_EXERCISE INSTRUCTIONS:_ Copy the entries below exactly. Images do not belong in the copy.

_DATASET CONTENT:_
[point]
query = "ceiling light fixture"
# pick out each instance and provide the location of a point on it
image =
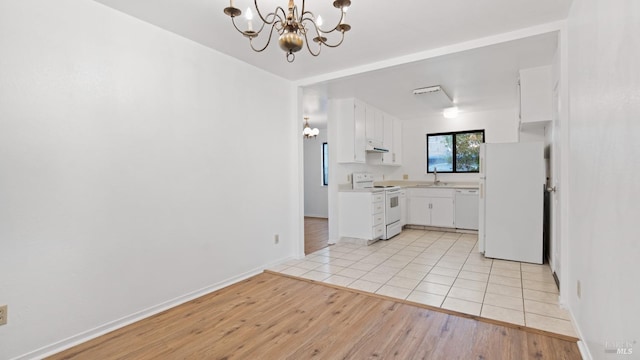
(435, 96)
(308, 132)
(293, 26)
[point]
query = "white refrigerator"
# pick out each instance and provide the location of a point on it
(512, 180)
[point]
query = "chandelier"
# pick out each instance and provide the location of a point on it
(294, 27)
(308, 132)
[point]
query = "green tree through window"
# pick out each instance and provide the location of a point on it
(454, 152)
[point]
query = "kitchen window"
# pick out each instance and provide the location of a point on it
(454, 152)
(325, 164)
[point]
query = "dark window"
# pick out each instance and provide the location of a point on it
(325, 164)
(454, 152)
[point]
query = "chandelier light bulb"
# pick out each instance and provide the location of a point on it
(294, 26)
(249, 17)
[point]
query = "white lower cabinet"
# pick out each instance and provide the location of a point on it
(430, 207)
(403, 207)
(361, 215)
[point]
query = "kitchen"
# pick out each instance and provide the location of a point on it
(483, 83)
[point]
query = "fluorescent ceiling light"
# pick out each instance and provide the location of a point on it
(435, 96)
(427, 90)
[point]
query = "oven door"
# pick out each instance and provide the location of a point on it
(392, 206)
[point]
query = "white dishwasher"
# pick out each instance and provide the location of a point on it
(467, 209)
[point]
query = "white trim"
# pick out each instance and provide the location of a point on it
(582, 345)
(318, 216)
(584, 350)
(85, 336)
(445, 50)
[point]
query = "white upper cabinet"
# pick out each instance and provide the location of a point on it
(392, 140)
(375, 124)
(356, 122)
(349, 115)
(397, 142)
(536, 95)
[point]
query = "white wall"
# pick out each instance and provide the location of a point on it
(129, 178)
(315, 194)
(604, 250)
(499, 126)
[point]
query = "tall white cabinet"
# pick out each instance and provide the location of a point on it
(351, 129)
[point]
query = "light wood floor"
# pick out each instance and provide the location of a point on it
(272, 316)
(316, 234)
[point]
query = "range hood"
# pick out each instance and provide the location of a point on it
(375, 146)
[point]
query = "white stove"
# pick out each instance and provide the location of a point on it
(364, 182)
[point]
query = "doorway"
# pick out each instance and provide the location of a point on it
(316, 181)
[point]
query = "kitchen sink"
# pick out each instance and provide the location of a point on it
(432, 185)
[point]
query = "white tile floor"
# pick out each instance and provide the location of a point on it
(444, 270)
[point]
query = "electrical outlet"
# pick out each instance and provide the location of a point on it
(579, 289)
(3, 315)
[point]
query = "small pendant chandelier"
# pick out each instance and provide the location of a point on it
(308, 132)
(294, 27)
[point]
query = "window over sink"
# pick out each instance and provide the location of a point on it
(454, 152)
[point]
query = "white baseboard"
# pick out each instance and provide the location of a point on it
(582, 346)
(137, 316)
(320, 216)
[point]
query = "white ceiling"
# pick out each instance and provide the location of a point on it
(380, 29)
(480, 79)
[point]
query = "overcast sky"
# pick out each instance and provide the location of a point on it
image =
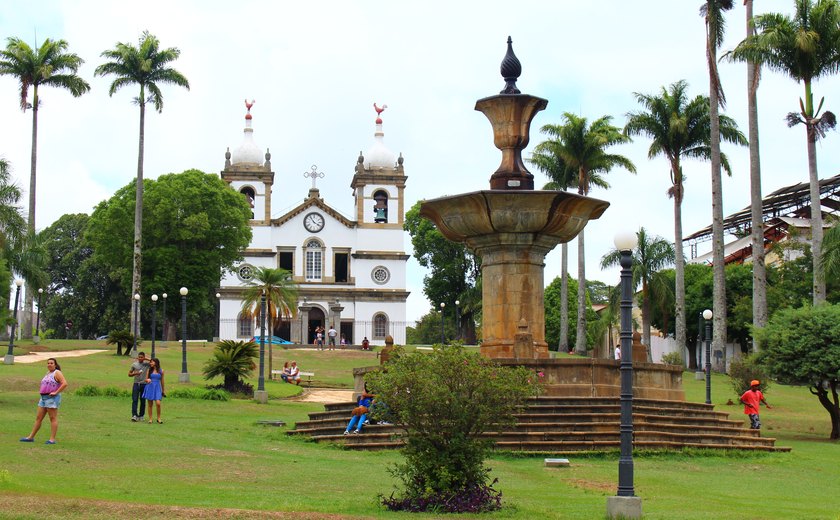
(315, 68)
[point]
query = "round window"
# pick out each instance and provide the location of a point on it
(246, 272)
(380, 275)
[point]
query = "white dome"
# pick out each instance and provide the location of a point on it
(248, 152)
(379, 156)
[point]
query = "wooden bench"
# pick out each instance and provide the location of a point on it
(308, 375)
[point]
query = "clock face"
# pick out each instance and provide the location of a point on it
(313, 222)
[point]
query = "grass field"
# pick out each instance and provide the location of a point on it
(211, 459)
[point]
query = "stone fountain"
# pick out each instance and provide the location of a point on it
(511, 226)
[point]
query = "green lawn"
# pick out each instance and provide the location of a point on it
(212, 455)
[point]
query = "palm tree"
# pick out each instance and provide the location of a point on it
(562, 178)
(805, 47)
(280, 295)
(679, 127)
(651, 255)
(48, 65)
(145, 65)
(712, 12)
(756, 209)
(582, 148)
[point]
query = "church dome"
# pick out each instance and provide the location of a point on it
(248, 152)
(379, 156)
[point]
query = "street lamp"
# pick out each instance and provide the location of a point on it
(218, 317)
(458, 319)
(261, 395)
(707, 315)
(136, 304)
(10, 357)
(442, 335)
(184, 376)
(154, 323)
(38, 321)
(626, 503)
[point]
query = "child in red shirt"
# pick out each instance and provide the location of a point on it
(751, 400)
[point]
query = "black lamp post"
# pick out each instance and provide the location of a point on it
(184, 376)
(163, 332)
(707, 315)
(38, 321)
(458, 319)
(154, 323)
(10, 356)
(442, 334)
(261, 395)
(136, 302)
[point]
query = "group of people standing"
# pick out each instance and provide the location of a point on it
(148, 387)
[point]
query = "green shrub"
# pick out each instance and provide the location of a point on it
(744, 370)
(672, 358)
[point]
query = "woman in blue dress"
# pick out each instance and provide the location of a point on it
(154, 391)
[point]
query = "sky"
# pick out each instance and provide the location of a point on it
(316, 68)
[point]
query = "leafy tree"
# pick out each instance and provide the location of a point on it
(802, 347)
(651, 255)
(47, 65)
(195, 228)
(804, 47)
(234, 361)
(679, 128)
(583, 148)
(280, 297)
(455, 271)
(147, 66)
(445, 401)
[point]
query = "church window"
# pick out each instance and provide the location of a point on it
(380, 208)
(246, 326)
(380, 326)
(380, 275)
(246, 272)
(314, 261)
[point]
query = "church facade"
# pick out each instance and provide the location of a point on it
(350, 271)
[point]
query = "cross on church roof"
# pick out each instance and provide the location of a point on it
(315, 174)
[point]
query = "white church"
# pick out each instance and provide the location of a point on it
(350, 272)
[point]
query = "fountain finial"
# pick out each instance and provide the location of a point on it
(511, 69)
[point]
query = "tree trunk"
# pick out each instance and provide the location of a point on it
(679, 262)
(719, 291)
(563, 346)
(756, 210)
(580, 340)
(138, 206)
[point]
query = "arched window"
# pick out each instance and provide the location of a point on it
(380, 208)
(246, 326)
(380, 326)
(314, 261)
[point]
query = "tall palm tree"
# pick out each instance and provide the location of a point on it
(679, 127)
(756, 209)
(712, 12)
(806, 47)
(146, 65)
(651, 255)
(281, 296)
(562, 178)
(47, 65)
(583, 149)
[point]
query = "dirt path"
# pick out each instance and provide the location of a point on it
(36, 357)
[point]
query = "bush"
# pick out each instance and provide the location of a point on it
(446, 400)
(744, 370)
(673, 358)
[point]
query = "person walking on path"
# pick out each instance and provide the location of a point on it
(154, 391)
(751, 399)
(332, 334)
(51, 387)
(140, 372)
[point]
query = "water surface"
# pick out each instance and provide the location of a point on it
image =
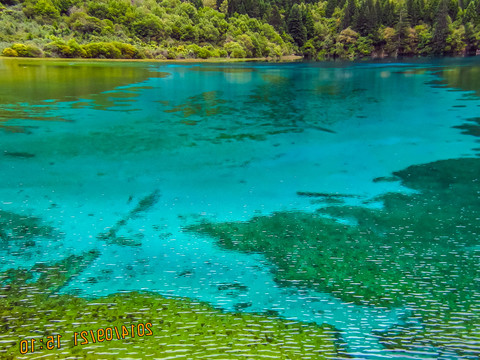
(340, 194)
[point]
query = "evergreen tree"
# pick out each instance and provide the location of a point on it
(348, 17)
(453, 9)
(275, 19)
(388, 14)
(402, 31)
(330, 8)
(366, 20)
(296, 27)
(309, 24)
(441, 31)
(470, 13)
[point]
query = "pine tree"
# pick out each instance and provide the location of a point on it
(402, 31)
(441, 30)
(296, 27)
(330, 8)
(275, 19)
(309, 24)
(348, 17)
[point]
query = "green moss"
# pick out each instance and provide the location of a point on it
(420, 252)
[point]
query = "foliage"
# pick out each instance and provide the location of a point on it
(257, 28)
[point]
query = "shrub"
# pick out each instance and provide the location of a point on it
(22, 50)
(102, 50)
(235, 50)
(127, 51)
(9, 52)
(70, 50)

_ANSWER FOR THE TASK:_
[point]
query = "ceiling light fixture"
# pick out each instance and provide the location of a point on it
image =
(435, 96)
(308, 132)
(293, 26)
[point]
query = "white refrigerator"
# pick out each instance and provide the location of a point on it
(512, 180)
[point]
query = "chandelier"
# pick out each instance and provide the location of a point on it
(294, 27)
(308, 132)
[point]
query = "green tree through window"
# pick out each instance and provide the location of a point on it
(454, 152)
[point]
query = "kitchen window"
# pick out each instance and provide the location of a point on it
(454, 152)
(325, 164)
[point]
query = "dark window"
# pick out each instance and provide the location of a point on it
(325, 164)
(454, 152)
[point]
query = "chandelier light bulb"
# pick out each instance and provide the location of a point on it
(294, 26)
(249, 17)
[point]
query = "white lower cabinet"
# pick out each instance and provide the location of a point on it
(430, 207)
(403, 207)
(361, 215)
[point]
query = "kitchen"
# pick out each instance and provide the location of a point on it
(483, 83)
[point]
query = "fluorescent ceiling light"
# pick out each instance and provide the location of a point on it
(435, 96)
(427, 90)
[point]
query = "oven door"
# pick out each instance and provide the location of a point on it
(392, 206)
[point]
query = "white dishwasher"
# pick out each instance and provide the location of a point on it
(467, 209)
[point]
query = "white trim"
# pick out each instance and provide the location of a point on it
(582, 345)
(318, 216)
(584, 350)
(85, 336)
(445, 50)
[point]
query = "white upper cabinet"
# pick out each instance and provide the location of a point on it
(392, 140)
(375, 124)
(356, 122)
(349, 115)
(397, 142)
(536, 95)
[point]
query = "white wall"
# pick out each instance and provide the location of a point on it
(129, 178)
(315, 194)
(604, 250)
(499, 126)
[point]
query = "tall white cabinet"
# pick out each instance and provide the location of a point on it
(351, 129)
[point]
query = "light wood floor"
# pick out each instance and provide the location of a point on it
(272, 316)
(316, 234)
[point]
query = "range hood"
# pick out each instance and provide the location of a point on it
(375, 146)
[point]
query = "white stove"
# pick out each instance and provide the location of a point on it
(364, 182)
[point]
query = "doorway"
# pick out each instance and provide the location of a point on it
(316, 181)
[point]
query = "kitchen sink"
# pick out each instance and provide the location of a point on it
(432, 185)
[point]
query = "white tile floor"
# pick out each instance and provide the location of a point on it
(444, 270)
[point]
query = "electrical outlet"
# pick out each instance and provide the location of a point on it
(579, 289)
(3, 315)
[point]
query = "small pendant chandelier"
# pick out each instance and provide the location of a point on it
(308, 132)
(294, 27)
[point]
query = "window over sink"
# pick out each instance and provide the location of a point on it
(454, 152)
[point]
query = "white baseboard"
# pick out each instance and provide the location of a point on it
(582, 346)
(137, 316)
(320, 216)
[point]
query = "white ceiling"
# pick out each instance and provide the location of a point on it
(380, 29)
(480, 79)
[point]
query = "overcast sky"
# pick out each instance and provide the location of a point on it
image =
(315, 68)
[point]
query = "round window"
# pick out each instance and provide the location of a point on it
(246, 272)
(380, 275)
[point]
query = "white dome"
# pick out each instance and provide the location of a point on it
(248, 152)
(379, 156)
[point]
query = "wooden bench"
# pick out each instance and provide the location of a point on it
(308, 375)
[point]
query = "clock face"
# pick out each instance and provide the location of a point on it
(313, 222)
[point]
query = "grass field"
# pick out each instance and provide the location of a point on it
(211, 459)
[point]
query = "stone fountain"
# pick out each instance and provide the location of a point on it
(511, 226)
[point]
query = "green lawn"
# pick out each instance and provide the location of a point on it
(212, 455)
[point]
query = "palm tree"
# pick out each instance and provide the location of a point on it
(562, 178)
(805, 47)
(280, 295)
(679, 127)
(651, 255)
(48, 65)
(145, 65)
(712, 12)
(756, 209)
(582, 148)
[point]
query = "church dome"
# pick out each instance and provide the location of a point on it
(248, 152)
(379, 156)
[point]
query = "street lamp"
# pick out each instance and provide the location of a point on it
(218, 317)
(458, 319)
(261, 395)
(707, 315)
(136, 304)
(10, 357)
(442, 335)
(184, 376)
(154, 323)
(38, 321)
(626, 503)
[point]
query = "child in red shirt"
# pick out each instance and provide the location of a point on it
(751, 400)
[point]
query = "black lamp post"
# pick out each instance and provide the location of a point on it
(184, 376)
(163, 332)
(707, 315)
(38, 321)
(458, 319)
(154, 323)
(10, 356)
(442, 334)
(261, 395)
(136, 302)
[point]
query = "group of people standing"
# pick out each instance and provide the location of a point on it
(148, 387)
[point]
query = "green shrub"
# pick out each instance and provide the location of a point on it
(744, 370)
(672, 358)
[point]
query = "woman in blue dress"
# pick out each instance and provide the location of a point on it
(154, 391)
[point]
query = "sky"
# pick out each instance and provide the location of a point on it
(316, 68)
[point]
query = "leafy tree"
# pick out each instance and provide the location of a point on it
(802, 347)
(651, 255)
(47, 65)
(195, 228)
(804, 47)
(234, 361)
(679, 128)
(583, 148)
(280, 297)
(455, 271)
(147, 66)
(445, 401)
[point]
query = "church window"
# pick out each instance and provide the location of a point on it
(380, 208)
(246, 326)
(380, 326)
(380, 275)
(246, 272)
(314, 261)
[point]
query = "church facade"
# pick out each instance and provide the location of a point on it
(350, 271)
[point]
query = "cross on church roof"
# pick out each instance and provide the location of a point on it
(315, 174)
[point]
query = "white church"
# pick out each instance and provide the location of a point on it
(350, 272)
[point]
query = "fountain finial"
# pick out each instance and provide the location of a point on it
(511, 69)
[point]
query = "tree trunk"
# pick out each instance and provide the location of a point on it
(679, 262)
(719, 291)
(563, 346)
(756, 210)
(580, 340)
(138, 206)
[point]
query = "arched window"
# pick out each instance and provide the location of a point on it
(380, 208)
(246, 326)
(380, 326)
(314, 261)
[point]
query = "tall palm tree"
# pick out each instance and provide the location of a point on it
(679, 127)
(756, 209)
(712, 12)
(806, 47)
(146, 65)
(651, 255)
(281, 296)
(562, 178)
(47, 65)
(583, 149)
[point]
query = "dirt path"
# pick out each instance and provide the location of a point on it
(36, 357)
[point]
query = "bush"
# pick out each instance and provide the location of a point on it
(446, 400)
(744, 370)
(673, 358)
[point]
query = "person walking on path"
# pick out each instance and provide the location of a point on it
(154, 391)
(751, 399)
(332, 334)
(51, 387)
(140, 372)
[point]
query = "water surface"
# pick out each instance and provide the location of a point on it
image =
(340, 194)
[point]
query = "evergreen tree"
# pick out each instance and provide the location of a point on it
(348, 17)
(453, 9)
(275, 19)
(388, 14)
(402, 31)
(330, 8)
(366, 20)
(296, 27)
(309, 24)
(441, 31)
(470, 13)
[point]
query = "pine tree"
# pick out each instance and provide the location of a point on it
(402, 31)
(441, 30)
(296, 27)
(330, 8)
(275, 19)
(309, 24)
(348, 17)
[point]
query = "green moss"
# pick out each instance and provide the location of a point on it
(420, 252)
[point]
query = "foliage"
# pick out each instance and provide the location of a point on it
(257, 28)
[point]
query = "shrub"
# pick out each instance and provide the location of a point on it
(22, 50)
(102, 50)
(235, 50)
(127, 51)
(9, 52)
(70, 50)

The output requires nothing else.